PROBLEMS —
1. For each statement below, answer yes or no according to the battery-balance thread, and quote the deciding words from it: (a) Running two devices at once through a splitter worked for the person who replied. (b) The first poster's pack seems more out of balance on Mondays. (c) One reply suggests charging to 100% and keeping the charge going for several hours afterward.
2. Carry the battery-balance thread forward, starting after its final sentence.

But the question is...how can I mitigate this in the future?

Well, clearly it would help if I was using the ELM all the time, instead of the Gidometer. If I'd seen my pack was either out of balance already before leaving home, or noticed that it was edging towards becoming unbalanced at the mid-point, I might have been able to do something about it. But I do have my issues with the Android device - the first of which is I find it difficult to read the screen while wearing polarized glasses. Perhaps an OBDII splitter might be the answer to that (if there is such a thing?), so I can keep both devices going at once.

But the bigger question is...what exactly can I do if I found my pack appeared to be badly out of balance? Would any charging event attempt to re-balance it, assuming the BMS sees the imbalance (and hopefully it would!)? Would it need to be a charging event from a relatively low SOC? Would I have to just tough it out until the next time the BMS decides a rebalance is needed or could I force the BMS to rebalance?

Edit: Oh, one nugget I can give you is that my pack "seems" to be more out of balance on Mondays, especially after it's sat at a relatively low SOC all weekend because I haven't needed to use it.
 
mwalsh said:
But I do have my issues with the Android device - the first of which is I find it difficult to read the screen while wearing polarized glasses. Perhaps an OBDII splitter might be the answer to that (if there is such a thing?), so I can keep both devices going at once.
I tried to run two devices at once with a splitter. Didn't work and was told I shouldn't do that. My suggestion: Get the LeafDD. You can easily read Gids and pack temperature on screen 1 (even with polaroids on), can switch to screen 3 to see max, min and average cell voltages.

But the bigger question is...what exactly can I do if I found my pack appeared to be badly out of balance? Would any charging event attempt to re-balance it, assuming the BMS sees the imbalance (and hopefully it would!)?
Apparently it is balancing all the time, but the best balance if you need the full range is to charge to 100% and keep the charging going for several hours afterward, during which time it should balance. It may also be that the pack is out of balance because you have a weak cell which is exposed at low SOC. What is the balance like at 80% or 100% charge?
 
How often do you see LBW ?

How often do you see VLBW ?

Do you normally charge with L1 or with L2 ?

The more often you see a low SOC, the more often the pack will be out of balance. Every car is different, but my car will balance better if I run it down to LBW then recharge to 100% using the 120 EVSE. It also seems to help to let the pack cool off for several hours after driving it. End only timer works well for this.

PROVIDED MATERIAL —

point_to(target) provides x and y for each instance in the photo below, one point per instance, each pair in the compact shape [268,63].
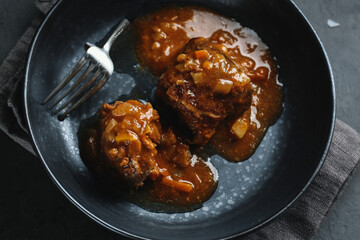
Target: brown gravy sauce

ANSWERS BY TASK —
1.
(a) No: "I tried to run two devices at once with a splitter. Didn't work"
(b) Yes: "my pack "seems" to be more out of balance on Mondays"
(c) Yes: "charge to 100% and keep the charging going for several hours afterward"

2.
 
KJD said:
How often do you see LBW ?
Every day.

KJD said:
How often do you see VLBW ?
Rarely (for now).

KJD said:
Do you normally charge with L1 or with L2?
L2. Could probably do L1, given that I have 15 hours from needing the car one day to needing it the next. Except that I'm too lazy to drag the L1 charger out every day, and the pack battery wouldn't get any rest/cooling off time.
 
I only had this happen once (range falling more rapidly than expected near the low end), so I attributed this to an imbalance condition. A couple of full charges (including a 4-hour "balancing" opportunity), seemed to do the trick. When balancing takes place you'll get a 2nd "charging complete" message if you have notifications set in Carwings. I got that notification on 2 subsequent attempts, but not the third, so it seemed I needed 2 sessions to get back to normal.

I have made it a point since then, to give the car a "balancing opportunity" once a month, which includes the 100% charge and at least 4 hours of plug time afterwards. Even if I don't specifically need the full charge. Sometimes I get the 2nd message; more often not. The car seems to know when a rebalance is needed, and just needs the opportunity to exercise it.

I don't have any kind of Gid-meter, fwiw.
 
Speaking to the root of the problem, Mike, I think that you only saw the large variance in cell voltage because you were at very low charge. In my experience, I've only seen a large variance at very low SOC. So my guess is that you wouldn't have seen that large gap earlier in your trip, even if you had been running the ELM app.

A couple of other comments. I run the app on an old Droid X2 and a newer Samsung SCH-I405, and neither one has a problem with viewing the screen with polarized shades. The screens on both of these phones seem to have the interference set up at a 45 degree angle, rather than on portrait or landscape orientations. You might keep an eye open for an opportunity to swap your Android device with someone else who doesn't need to view the display with shades on (slim chance, but I thought I'd throw it out there).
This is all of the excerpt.